Dataset records
- - - - -

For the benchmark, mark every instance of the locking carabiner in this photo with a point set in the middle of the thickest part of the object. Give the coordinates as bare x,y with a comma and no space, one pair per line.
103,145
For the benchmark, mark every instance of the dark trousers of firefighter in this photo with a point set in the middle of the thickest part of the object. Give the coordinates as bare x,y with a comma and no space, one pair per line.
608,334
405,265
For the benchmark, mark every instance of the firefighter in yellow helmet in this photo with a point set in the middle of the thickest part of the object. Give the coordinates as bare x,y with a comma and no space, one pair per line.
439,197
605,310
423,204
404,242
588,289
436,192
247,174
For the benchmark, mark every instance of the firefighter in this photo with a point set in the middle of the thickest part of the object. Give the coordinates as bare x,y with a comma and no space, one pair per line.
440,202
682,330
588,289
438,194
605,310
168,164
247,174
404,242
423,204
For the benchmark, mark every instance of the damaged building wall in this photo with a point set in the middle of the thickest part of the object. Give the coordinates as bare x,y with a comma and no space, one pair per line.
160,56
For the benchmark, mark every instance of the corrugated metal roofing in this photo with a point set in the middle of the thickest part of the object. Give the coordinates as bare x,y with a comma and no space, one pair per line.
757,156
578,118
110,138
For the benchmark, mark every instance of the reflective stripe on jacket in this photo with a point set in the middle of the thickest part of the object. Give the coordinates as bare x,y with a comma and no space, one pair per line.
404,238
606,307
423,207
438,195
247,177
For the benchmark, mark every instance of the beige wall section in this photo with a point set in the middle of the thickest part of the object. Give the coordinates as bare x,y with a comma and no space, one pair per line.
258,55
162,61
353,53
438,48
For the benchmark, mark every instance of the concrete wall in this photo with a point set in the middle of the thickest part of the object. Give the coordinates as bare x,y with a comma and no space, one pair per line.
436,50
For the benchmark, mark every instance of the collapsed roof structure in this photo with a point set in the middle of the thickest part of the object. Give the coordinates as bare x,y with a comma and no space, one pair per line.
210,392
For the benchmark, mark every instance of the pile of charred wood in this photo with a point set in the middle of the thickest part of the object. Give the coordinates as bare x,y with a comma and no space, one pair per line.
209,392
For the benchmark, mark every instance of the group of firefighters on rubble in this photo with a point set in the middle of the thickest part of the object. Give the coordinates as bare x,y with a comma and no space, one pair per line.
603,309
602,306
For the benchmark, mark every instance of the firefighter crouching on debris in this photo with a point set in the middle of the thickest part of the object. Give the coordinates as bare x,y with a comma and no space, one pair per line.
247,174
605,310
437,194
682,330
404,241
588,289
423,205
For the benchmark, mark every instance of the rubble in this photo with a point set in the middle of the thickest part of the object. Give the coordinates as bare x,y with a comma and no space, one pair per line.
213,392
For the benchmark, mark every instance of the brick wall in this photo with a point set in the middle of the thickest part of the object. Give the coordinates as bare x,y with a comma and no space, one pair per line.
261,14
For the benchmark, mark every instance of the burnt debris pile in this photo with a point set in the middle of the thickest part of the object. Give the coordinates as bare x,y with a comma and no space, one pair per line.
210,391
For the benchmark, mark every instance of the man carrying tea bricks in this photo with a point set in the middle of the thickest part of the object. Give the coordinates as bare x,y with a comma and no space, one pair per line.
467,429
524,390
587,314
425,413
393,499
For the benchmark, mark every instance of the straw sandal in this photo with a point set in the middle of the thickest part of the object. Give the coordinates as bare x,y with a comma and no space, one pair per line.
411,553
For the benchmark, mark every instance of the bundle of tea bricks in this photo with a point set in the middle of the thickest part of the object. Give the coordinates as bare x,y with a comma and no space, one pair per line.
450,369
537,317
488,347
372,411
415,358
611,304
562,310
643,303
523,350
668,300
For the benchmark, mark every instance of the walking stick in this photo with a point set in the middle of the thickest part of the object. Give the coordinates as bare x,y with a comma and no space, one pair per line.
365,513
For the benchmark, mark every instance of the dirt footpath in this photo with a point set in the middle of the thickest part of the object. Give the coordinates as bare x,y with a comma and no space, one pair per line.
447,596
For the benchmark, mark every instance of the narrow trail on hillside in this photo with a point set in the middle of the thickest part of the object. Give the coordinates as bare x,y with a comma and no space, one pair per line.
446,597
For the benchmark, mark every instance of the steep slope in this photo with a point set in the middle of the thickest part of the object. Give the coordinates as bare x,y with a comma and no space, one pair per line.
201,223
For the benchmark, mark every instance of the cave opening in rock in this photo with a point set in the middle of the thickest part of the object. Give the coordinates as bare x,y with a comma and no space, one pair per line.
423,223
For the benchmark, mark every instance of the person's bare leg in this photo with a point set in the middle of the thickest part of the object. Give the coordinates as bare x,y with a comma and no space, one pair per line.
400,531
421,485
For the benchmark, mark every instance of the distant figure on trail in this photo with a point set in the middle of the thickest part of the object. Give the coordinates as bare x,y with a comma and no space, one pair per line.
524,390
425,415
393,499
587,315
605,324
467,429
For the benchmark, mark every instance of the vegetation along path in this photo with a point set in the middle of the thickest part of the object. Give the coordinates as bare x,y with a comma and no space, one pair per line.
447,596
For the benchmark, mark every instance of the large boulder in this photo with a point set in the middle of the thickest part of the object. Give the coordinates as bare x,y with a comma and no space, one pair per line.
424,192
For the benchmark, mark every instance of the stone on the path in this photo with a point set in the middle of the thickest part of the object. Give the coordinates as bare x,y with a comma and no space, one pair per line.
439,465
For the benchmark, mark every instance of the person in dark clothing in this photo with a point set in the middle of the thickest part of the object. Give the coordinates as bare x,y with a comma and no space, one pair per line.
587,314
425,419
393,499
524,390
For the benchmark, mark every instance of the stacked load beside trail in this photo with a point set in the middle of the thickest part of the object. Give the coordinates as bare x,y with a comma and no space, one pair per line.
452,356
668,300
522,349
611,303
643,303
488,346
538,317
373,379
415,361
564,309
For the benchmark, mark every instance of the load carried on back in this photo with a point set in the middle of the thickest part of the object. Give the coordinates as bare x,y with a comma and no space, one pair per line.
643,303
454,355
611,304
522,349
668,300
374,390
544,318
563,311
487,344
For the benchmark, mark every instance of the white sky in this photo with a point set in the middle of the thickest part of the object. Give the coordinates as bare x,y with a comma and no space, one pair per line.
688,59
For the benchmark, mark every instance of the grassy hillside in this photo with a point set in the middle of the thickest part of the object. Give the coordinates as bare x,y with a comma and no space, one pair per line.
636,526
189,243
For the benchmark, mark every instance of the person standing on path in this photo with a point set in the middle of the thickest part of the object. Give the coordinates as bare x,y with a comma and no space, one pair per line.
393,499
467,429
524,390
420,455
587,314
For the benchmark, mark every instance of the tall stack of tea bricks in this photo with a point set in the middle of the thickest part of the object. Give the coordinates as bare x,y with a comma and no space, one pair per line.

- - - - -

▶ [SET EXERCISE]
Copy out all of the data exactly, leaving nothing out.

▶ [EXERCISE ANSWER]
For the benchmark, mark every instance of the locking carabiner in this photo with a point set in the middle of the thickest part of the object. Give the coordinates as bare x,y with a comma and no space, one pair per line.
103,145
For the benchmark, mark every instance of the dark trousers of firefighter in this photo with a point set in the middle of the thickest part of the object. Give the coordinates as bare x,y with a comma and no space, one pair per line.
608,334
405,265
For the benchmark, mark every instance of the firefighter in yellow helmet in this photo with a point set in the middle of the thickest part of the object. Give the coordinates as bare x,y with a comma and no space, one pair per line.
439,197
605,310
423,204
404,242
588,289
436,192
247,174
For the benchmark, mark every instance of the firefighter in this photo with a point set in the middle of the thickest part of the object. Give the coordinates as bare x,y with a comma and no space, one pair per line.
440,202
682,330
588,289
438,194
605,310
168,164
247,174
404,242
423,204
For the benchmark, mark every instance of the damaged building wall in this photo with a point set in the middle of the thickest part of the object. Give the coordinates as bare x,y with a comma and no space, one pair per line.
160,56
For the benchmark, mark every instance of the corrugated metal roofing in this photo with a point set in the middle of the thickest part of the object. Give the coordinates as bare x,y with a comma and no space, one pair per line.
757,156
578,118
110,138
For the benchmark, mark every instance of the reflective stripe on jacket in this photo with a point set in the middle of the thickest part of the object. Give the coordinates as bare x,y with a comma and no space, one pair per line.
404,238
606,307
423,207
438,195
247,177
For the benchmark, mark every instance of the beige wall section in this photo with a point set in the middle of the thickest part of the object. Give the coordinates as bare x,y with a comma and no space, one pair per line.
258,55
162,61
353,53
438,48
For the benchmark, mark every instance of the concrete wall in this photo with a point set in the middle of the thickest part of the object. Give the coordinates as bare x,y with a comma and no space, one pair per line.
436,50
For the benchmark, mark every instance of the collapsed roof structure in this photo with a point set in the middle of the thickest part of the object. Give the coordinates as bare x,y with a comma and no space, one pair per line.
210,392
For the benchmark, mark every instance of the pile of charred wood in this photo with a point set in the middle of the thickest part of the object. Give the coordinates as bare x,y with a comma and no space, one pair per line.
209,392
For the benchmark, mark every instance of the group of firefighters on rubble in this photo with a point set in the middle of the thickest part of the object. Give the coordinates as bare x,y with a comma and no space, one pair per line.
603,309
602,306
For the benchmark, mark every instance of the firefighter crouching on debris in this photo with a point set in the middle of the thickest part of the object. Give the coordinates as bare x,y with a comma and no space, one pair per line.
247,174
605,310
437,194
682,330
404,241
588,289
423,205
For the benchmark, mark every instance of the rubble in this photo with a point set in the middle of the thickest part of the object. Give the coordinates as bare x,y with a comma and no space, one pair per line.
213,392
For the benchmark, mark every instance of the brick wall in this photo with a point set in the middle of the thickest part of the object. Give the coordinates as bare x,y with a comma and no space, one pair per line.
261,14
For the benchmark, mark every instance of the burnt debris pile in this photo with a point set in the middle of the thickest part of the object. Give the coordinates as bare x,y with a comma and no space, one pair per line.
210,391
For the benchmark, mark every instance of the man carrying tea bricks in this photo with a point set in the middle of the thickest part of the object. Give the coordinates as bare x,y with a comma and no space, one pair per line.
467,429
524,390
587,314
425,413
393,499
For the benchmark, mark every instance of the straw sandal in this photo with a point set in the middle of the thickest part of the object. Give the coordinates as bare x,y with a comma and no space, one pair per line.
411,553
For the benchmark, mark every instance of the bundle of tea bricks in this photo with a point set in the middle of the thickest part of the object. Give the coordinates as bare x,y with a comma and no space, one pair per line.
450,369
537,317
488,347
372,411
415,358
611,304
562,310
643,303
523,350
668,300
For the benchmark, mark every instance of the walking stick in this photo with a point set in the middle of the thickest part of the object. Give the coordinates as bare x,y with a comma and no space, one pair per line.
365,513
For the benchmark, mark every instance of the dirt footpath in this photo with a point set in the middle of the thickest part of the object. Give the coordinates as bare x,y with a comma and no space, one pair per line.
447,596
For the benchmark, mark every instance of the narrow trail on hillside in this photo with a point set in the middle of the thickest part of the object. Give the coordinates as bare x,y with a comma and no space, one pair per line.
446,597
For the benchmark, mark every instance of the steep slope in this photo with a point set in the middle of the thickest part of the object. Give the coordinates as bare x,y with a comma and no space, one pair per line.
201,223
For the benchmark, mark every instance of the cave opening in rock in this photo with a point set in the middle of the thickest part of the object. Give the coordinates as bare x,y with a comma and no space, one pair per line.
423,223
For the benchmark, mark every instance of the person's bare leg in this photo with a point set in the middle of the thickest part of the object. Give the coordinates as bare x,y with a comma and no space, one pair per line.
400,531
421,485
For the benchmark, mark every instance of the distant figure on trail in this photo with a point set in the middle of the thickest part of the object. Give the coordinates as bare x,y with a comma and no space, one pair per line.
524,390
425,415
393,499
587,315
605,324
467,429
For the benchmark, mark every instance of the vegetation along path in this photo with a point set in the middle of the thickest part of the object. Give the coordinates as bare x,y with a comma and no space, one pair per line.
447,596
For the benchmark, mark every instance of the large boulder in this photo with a point set in the middle of the thickest part of the object. Give the coordinates as bare x,y with a comma and no space, one pair per line.
424,192
For the benchmark, mark every instance of the stone on the path in this photo with a point set in the middle of the thickest part of the object. Give the coordinates as bare x,y with a comma and no space, one pair per line.
439,465
For the benchmark, mark every instance of the person in dark clothing in this photo with a point set in the middle of the thickest part of the object. Give the coordinates as bare x,y with a comma and no space, one pair per line.
587,314
425,419
393,499
524,390
For the benchmark, mark every instance of the stacked load beside trail in this photo with a point set in the middle of the thickest part of the object. Give the coordinates as bare x,y with a comma and no space, one pair per line.
452,356
668,300
522,349
611,303
643,303
488,346
538,317
373,379
415,361
564,309
For the benchmark, mark every instance of the load carried on back in this photo with a point set in the middle of the thickest part of the object. Give the coordinates as bare x,y with a comma and no space, one pair per line.
643,303
454,355
611,304
522,349
668,300
374,390
544,318
563,311
487,344
For the benchmark, mark every instance of the white sky in this photo with a point set in the middle of the thickest part of the object. Give the coordinates as bare x,y with a comma and no space, one pair per line.
688,59
For the benchmark, mark every instance of the grassy hillside in this photo with a point set in the middle of the thickest part of the object. Give the coordinates as bare x,y with a comma and no space, one pair per line.
636,526
189,243
For the benchmark, mark every instance of the person standing on path in this photo with a point set in the middle of the thickest part of the object. Give the coordinates as bare x,y with a comma and no space, one pair per line.
393,499
467,429
524,390
420,455
587,314
For the benchmark, mark every instance of the tall stack of tea bricks in this photo with a point set in the middle of the thickest part of the object. Give the coordinates as bare x,y with a comma and no space, one pair per line.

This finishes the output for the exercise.